**Required task 1:**
Please reproduce the part of the General Court order that opens with the words containing "Facts and procedure" and closes with "the competition rules.", swapping "Carglass Decision" for "2008 Decision".
**Required task 2:**
Carry the General Court order on the Carglass confidentiality dispute forward from its last sentence.

**Text shown:**

BEGIN

Language of document : ECLI:EU:T:2013:671

ORDER OF THE GENERAL COURT

(Third Chamber)

27 November 2013 (*)

(Intervention – Interest in the result of the case)

In Case T‑465/12,

AGC Glass Europe SA, established in Brussels (Belgium),

AGC Automotive Europe SA, established in Fleurus (Belgium),

AGC France SAS, established in Boussois (France),

AGC Flat Glass Italia Srl, established in Cuneo (Italy),

AGC Glass UK Ltd, established in Northampton (United Kingdom),

AGC Glass Germany GmbH, established in Wegberg (Germany),

represented by L. Garzaniti, J. Blockx and P. Niggemann, lawyers, and S. Ryan, Solicitor,

applicants,

v

European Commission, represented by M. Kellerbauer, G. Meessen and P.J.O. Van Nuffel, acting as Agents,

defendant,

APPLICATION for annulment of European Commission Decision C(2012) 5719 final of 6 August 2012 on the rejection of a request for confidential treatment submitted by AGC Glass Europe SA, AGC Automotive Europe SA, AGC France SAS, AGC Flat Glass Italia Srl, AGC Glass UK Ltd and AGC Glass Germany GmbH pursuant to Article 8 of Decision 2011/695/EU of the President of the European Commission of 13 October 2011 on the function and terms of reference of the hearing officer in certain competition proceedings (Case COMP/39.125 – Carglass),

THE GENERAL COURT (Third Chamber),

composed of S. Papasavvas, President, N.J. Forwood, and E. Bieliūnas, Judges,

Registrar: E. Coulon,

makes the following

Order

 Facts and procedure

1        On 12 November 2008, the European Commission adopted Decision C(2008) 6815 final relating to a proceeding under Article 81 [EC] and Article 53 of the EEA Agreement (Case COMP/39.125 – Carglass) (‘the Carglass Decision’). In the Carglass Decision, the Commission found inter alia that the undertaking consisting of AGC Glass Europe SA, AGC Automotive Europe SA, AGC France SAS, AGC Flat Glass Italia Srl, AGC Glass UK Ltd and AGC Glass Germany GmbH, the applicants, participated in an infringement of the competition rules.

2        Taking into account their cooperation with the Commission during the administrative procedure that led to the adoption of the Carglass Decision, the applicants were awarded a reduction of 50% of the fine that would have been imposed on them in the absence of such cooperation, pursuant to the Commission notice on immunity from fines and reduction of fines in cartel cases (OJ 2002 C 45, p. 3).

3        On 25 March 2009, the Commission’s Directorate-General for Competition notified the applicants, among others, of its intention to publish a non-confidential version of the Carglass Decision on its website. At the same time, the Commission asked the applicants to identify in the text of the decision any business secrets concerning them or other information which, if disclosed, could cause them serious harm.

4        The applicants responded to that request in letters of 22 April, 2 July, 18 September and 16 October 2009. In so doing, the applicants highlighted a range of information contained in the complete version of the Carglass Decision which they considered to be business secrets or other confidential information. They therefore asked the Commission to exclude that information from the more complete non-confidential version of that decision which the Commission intended to publish.

5        A provisional non-confidential version of the Carglass Decision was published on the website of the Directorate-General for Competition on 11 February 2010, largely taking into account the applicants’ requests for confidential treatment.

END

**Data extract:**
BEGIN

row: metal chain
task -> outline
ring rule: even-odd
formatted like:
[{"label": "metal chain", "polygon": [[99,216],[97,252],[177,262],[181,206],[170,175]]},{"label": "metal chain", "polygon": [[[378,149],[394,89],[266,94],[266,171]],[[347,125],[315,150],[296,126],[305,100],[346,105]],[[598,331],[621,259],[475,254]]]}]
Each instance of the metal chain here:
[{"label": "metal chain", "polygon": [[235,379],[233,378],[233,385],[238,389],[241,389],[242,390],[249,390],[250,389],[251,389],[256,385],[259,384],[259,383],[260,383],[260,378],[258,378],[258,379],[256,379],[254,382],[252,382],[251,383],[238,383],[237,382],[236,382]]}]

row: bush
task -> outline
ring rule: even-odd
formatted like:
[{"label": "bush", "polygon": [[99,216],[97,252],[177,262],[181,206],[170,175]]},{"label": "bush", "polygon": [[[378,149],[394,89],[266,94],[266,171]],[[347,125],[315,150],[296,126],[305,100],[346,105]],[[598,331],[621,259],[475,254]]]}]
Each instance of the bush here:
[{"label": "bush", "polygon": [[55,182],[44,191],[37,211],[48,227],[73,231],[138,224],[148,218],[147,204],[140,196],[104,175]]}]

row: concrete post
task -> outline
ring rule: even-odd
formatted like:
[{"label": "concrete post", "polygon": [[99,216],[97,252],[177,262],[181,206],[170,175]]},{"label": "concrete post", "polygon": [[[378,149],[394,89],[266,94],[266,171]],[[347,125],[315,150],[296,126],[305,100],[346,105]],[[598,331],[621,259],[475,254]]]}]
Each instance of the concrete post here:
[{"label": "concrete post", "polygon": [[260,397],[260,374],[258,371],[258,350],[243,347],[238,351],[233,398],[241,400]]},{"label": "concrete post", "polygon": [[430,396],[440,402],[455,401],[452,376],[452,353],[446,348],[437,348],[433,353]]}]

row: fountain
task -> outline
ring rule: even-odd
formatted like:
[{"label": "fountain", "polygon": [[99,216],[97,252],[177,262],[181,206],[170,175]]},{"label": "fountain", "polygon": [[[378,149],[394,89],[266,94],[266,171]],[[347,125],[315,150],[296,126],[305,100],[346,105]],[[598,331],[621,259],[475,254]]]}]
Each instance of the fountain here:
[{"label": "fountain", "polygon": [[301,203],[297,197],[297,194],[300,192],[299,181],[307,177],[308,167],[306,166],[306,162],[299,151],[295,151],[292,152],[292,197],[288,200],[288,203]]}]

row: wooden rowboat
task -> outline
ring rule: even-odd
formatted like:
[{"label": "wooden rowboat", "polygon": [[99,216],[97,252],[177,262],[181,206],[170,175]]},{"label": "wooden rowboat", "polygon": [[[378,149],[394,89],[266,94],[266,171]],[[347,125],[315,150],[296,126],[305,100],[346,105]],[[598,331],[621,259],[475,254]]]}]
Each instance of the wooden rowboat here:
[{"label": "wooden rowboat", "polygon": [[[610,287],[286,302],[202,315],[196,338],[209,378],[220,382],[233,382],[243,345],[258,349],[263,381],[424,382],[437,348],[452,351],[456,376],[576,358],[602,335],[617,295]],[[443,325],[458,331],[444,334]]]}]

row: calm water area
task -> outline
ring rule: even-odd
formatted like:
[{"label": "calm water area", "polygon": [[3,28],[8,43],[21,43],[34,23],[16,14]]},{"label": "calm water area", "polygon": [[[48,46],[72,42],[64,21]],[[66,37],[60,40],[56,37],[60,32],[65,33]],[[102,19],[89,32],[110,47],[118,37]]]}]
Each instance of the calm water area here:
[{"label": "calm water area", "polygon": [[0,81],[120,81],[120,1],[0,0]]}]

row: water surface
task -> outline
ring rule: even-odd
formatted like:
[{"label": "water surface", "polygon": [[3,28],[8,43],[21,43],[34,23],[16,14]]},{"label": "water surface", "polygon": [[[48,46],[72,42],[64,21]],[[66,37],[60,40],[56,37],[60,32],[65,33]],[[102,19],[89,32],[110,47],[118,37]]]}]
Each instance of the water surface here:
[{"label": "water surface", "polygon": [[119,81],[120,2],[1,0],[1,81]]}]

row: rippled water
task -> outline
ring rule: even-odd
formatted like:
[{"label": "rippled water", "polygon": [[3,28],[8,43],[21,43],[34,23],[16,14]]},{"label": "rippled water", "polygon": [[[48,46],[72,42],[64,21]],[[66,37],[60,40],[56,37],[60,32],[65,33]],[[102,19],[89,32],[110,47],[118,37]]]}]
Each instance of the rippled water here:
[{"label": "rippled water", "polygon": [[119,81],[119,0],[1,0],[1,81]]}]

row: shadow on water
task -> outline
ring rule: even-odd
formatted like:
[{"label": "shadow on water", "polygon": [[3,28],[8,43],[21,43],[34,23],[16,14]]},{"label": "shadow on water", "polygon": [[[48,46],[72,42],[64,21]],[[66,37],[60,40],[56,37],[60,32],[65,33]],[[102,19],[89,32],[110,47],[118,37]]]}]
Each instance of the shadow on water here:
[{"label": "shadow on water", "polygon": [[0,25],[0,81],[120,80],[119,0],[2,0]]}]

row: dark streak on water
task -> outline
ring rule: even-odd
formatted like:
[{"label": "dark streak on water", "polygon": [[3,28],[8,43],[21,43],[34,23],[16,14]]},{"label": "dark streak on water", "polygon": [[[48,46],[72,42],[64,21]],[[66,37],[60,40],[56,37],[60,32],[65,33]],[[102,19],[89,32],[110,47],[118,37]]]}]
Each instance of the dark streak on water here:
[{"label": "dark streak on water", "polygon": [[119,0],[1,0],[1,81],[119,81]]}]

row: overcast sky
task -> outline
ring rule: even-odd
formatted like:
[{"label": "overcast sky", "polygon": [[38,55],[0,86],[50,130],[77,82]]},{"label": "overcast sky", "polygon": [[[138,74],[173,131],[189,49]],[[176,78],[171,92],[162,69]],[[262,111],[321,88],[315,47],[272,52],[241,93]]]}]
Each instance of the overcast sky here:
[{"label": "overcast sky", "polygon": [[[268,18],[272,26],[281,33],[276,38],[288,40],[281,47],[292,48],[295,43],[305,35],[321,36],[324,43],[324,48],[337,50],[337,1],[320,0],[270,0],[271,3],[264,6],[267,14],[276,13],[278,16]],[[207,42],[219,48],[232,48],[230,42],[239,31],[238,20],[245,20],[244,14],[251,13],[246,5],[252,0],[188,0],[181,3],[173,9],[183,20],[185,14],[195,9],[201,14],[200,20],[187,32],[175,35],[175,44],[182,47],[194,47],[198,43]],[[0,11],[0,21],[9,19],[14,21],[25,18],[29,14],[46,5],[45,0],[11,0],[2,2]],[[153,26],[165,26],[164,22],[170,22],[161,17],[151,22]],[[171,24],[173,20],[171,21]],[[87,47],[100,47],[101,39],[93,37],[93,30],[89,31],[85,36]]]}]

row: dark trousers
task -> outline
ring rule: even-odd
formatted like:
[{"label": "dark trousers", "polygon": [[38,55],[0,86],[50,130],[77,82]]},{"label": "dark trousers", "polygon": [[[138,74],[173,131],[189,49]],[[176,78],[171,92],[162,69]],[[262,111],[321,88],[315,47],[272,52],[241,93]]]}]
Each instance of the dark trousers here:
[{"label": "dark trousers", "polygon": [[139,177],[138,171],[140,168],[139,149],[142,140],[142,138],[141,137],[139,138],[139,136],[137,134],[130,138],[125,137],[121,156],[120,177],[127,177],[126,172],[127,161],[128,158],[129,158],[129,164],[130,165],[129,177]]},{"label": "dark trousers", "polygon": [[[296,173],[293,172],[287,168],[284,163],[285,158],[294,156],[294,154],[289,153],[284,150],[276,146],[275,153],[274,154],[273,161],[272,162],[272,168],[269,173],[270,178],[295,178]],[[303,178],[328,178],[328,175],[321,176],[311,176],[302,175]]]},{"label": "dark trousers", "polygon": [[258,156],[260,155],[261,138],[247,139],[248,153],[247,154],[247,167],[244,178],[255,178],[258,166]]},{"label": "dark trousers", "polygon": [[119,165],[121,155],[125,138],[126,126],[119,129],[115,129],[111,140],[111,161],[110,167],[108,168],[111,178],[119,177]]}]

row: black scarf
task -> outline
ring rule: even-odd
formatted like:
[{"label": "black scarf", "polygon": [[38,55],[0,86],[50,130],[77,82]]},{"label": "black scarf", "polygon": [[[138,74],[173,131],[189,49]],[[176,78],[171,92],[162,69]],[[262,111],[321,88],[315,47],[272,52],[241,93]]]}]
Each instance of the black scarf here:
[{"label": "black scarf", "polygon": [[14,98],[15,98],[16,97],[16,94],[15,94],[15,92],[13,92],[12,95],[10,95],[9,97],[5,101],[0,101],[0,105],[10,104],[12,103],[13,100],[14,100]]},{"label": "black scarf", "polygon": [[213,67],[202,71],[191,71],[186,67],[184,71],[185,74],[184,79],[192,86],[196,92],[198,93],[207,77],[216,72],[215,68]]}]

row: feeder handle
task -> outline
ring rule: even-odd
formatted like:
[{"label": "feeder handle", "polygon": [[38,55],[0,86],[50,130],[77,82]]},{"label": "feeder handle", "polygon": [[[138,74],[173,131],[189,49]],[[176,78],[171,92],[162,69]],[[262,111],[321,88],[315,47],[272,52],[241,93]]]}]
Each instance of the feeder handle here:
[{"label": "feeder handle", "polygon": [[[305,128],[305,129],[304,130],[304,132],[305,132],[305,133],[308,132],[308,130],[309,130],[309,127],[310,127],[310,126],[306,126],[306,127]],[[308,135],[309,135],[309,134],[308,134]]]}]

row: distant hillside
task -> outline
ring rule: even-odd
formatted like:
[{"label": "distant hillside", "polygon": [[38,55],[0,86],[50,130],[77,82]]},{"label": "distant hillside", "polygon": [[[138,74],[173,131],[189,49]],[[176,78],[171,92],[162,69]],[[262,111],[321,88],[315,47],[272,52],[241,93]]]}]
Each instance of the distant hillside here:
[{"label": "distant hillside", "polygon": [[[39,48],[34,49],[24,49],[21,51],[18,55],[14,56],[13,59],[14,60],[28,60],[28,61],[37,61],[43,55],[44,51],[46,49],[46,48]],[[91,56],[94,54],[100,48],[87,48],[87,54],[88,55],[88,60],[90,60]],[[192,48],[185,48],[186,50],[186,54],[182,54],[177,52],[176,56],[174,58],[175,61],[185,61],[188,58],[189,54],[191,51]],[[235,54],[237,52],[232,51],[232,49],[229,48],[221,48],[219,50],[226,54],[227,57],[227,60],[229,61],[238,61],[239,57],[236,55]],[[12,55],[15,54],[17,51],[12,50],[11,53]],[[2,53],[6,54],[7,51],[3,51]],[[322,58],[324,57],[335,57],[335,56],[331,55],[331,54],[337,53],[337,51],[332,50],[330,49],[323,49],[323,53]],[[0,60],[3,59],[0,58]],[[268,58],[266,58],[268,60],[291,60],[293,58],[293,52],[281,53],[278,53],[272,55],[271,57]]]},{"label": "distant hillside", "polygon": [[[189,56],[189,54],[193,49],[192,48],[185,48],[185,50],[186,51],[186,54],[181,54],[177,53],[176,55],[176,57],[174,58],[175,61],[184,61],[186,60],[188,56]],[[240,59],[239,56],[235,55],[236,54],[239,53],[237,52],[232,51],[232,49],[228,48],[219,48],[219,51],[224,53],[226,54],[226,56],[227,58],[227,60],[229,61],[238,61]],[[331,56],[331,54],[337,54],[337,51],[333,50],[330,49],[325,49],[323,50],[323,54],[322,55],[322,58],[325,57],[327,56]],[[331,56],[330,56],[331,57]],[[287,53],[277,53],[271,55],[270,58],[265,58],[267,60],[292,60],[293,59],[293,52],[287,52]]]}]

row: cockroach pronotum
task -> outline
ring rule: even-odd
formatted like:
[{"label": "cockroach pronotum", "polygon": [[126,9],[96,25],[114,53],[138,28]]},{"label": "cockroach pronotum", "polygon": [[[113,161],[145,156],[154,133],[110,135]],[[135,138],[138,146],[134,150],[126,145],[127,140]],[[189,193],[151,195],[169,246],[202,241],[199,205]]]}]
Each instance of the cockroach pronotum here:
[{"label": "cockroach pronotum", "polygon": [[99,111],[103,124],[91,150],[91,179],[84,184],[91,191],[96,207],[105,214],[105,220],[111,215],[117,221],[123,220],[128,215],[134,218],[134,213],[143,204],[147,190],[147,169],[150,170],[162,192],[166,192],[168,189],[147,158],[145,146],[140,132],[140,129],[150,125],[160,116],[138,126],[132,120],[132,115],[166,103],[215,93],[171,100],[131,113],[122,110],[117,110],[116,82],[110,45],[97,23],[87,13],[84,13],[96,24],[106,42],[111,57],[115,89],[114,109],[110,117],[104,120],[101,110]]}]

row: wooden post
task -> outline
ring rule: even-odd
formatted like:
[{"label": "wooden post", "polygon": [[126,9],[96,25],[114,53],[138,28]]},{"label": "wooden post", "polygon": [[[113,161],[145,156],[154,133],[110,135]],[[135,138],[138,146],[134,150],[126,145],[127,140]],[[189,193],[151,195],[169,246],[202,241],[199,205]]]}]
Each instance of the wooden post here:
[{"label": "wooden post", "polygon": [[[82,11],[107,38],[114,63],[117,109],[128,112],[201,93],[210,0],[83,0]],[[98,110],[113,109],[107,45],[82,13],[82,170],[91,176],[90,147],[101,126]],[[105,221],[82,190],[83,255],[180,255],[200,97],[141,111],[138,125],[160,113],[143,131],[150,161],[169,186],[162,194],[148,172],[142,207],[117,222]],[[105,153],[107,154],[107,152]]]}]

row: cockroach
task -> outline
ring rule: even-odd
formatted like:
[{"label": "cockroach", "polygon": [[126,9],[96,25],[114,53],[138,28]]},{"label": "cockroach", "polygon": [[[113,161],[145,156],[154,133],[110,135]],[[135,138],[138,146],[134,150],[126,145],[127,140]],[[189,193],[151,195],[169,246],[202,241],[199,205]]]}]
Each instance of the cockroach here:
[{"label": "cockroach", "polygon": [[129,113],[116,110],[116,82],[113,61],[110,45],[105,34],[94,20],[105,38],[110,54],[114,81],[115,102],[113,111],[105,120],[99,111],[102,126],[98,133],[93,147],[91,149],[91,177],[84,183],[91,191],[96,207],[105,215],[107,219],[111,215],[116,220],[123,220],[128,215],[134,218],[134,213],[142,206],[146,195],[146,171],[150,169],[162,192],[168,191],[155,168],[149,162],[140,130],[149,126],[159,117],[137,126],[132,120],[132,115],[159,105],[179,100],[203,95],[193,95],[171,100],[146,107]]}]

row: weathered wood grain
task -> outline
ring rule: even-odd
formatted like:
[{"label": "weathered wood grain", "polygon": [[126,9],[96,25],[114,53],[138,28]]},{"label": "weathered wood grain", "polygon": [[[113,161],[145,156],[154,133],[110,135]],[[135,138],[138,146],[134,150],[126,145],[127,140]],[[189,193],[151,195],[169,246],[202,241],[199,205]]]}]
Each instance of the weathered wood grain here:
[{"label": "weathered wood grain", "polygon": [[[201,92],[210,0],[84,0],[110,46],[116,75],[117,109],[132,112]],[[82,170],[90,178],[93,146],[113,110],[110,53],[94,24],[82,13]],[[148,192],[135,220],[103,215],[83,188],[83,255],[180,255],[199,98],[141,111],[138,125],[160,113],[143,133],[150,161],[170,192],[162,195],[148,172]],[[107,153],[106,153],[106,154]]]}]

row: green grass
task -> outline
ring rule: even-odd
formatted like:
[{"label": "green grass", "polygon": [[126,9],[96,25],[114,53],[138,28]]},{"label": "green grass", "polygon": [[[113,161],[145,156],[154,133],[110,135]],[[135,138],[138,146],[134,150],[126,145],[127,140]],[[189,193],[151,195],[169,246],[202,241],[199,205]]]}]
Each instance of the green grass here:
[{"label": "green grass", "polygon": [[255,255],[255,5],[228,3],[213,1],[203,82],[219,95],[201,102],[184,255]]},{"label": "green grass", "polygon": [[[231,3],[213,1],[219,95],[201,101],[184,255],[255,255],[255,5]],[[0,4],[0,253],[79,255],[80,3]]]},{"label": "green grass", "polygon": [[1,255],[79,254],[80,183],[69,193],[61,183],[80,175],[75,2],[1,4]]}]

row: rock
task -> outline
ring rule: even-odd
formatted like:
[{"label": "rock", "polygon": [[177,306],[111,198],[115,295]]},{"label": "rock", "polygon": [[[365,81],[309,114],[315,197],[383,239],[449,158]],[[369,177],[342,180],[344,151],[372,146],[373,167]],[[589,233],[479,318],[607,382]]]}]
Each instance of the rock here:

END

**Result 1:**
Facts and procedure

1        On 12 November 2008, the European Commission adopted Decision C(2008) 6815 final relating to a proceeding under Article 81 [EC] and Article 53 of the EEA Agreement (Case COMP/39.125 – Carglass) (‘the 2008 Decision’). In the 2008 Decision, the Commission found inter alia that the undertaking consisting of AGC Glass Europe SA, AGC Automotive Europe SA, AGC France SAS, AGC Flat Glass Italia Srl, AGC Glass UK Ltd and AGC Glass Germany GmbH, the applicants, participated in an infringement of the competition rules.

**Result 2:**
6        By letters of 18 November and 9 December 2011, the Commission informed the applicants that, in view of several requests for access to information contained in the Carglass Decision, it intended to publish a more detailed version of that decision. Consequently, the Commission refused a number of requests by the applicants for confidential treatment concerning the facts constituting the infringement, in particular the names of customers, the names and description of products and other information which, it was alleged, made it possible to identify customers of the applicants who were affected by the cartel (‘category I’ information). It also refused a number of requests for confidential treatment concerning, among other things, the number of parts supplied by the applicants, the market share of a specific car manufacturer, pricing calculations and price changes (‘category II’ information), on the ground, inter alia, that that information could not be regarded as sensitive confidential business information, as it had been exchanged with the other participants in the infringement and it was more than five years old. Finally, the Commission refused various requests for confidential treatment concerning information relating to the dates of letters, document pages, and other administrative information (‘category III’ information).

7        The applicants repeated most of their requests for confidentiality to the hearing officer, with the exception of the majority of those concerning the category III information. Following an exchange of views with the hearing officer, the applicants withdrew their request that the category II information be treated as confidential.

8        By decision of 6 August 2012 (‘the contested decision’), the hearing officer accepted some of the requests for confidentiality relating to category I information, inasmuch as that information made it possible to identify clearly certain persons. However, it rejected the majority of those requests.

9        By application lodged at the Court Registry on 19 October 2012, the applicants brought an action for annulment of the contested decision in so far as it rejected a number of their requests for confidentiality relating to information coming within category I.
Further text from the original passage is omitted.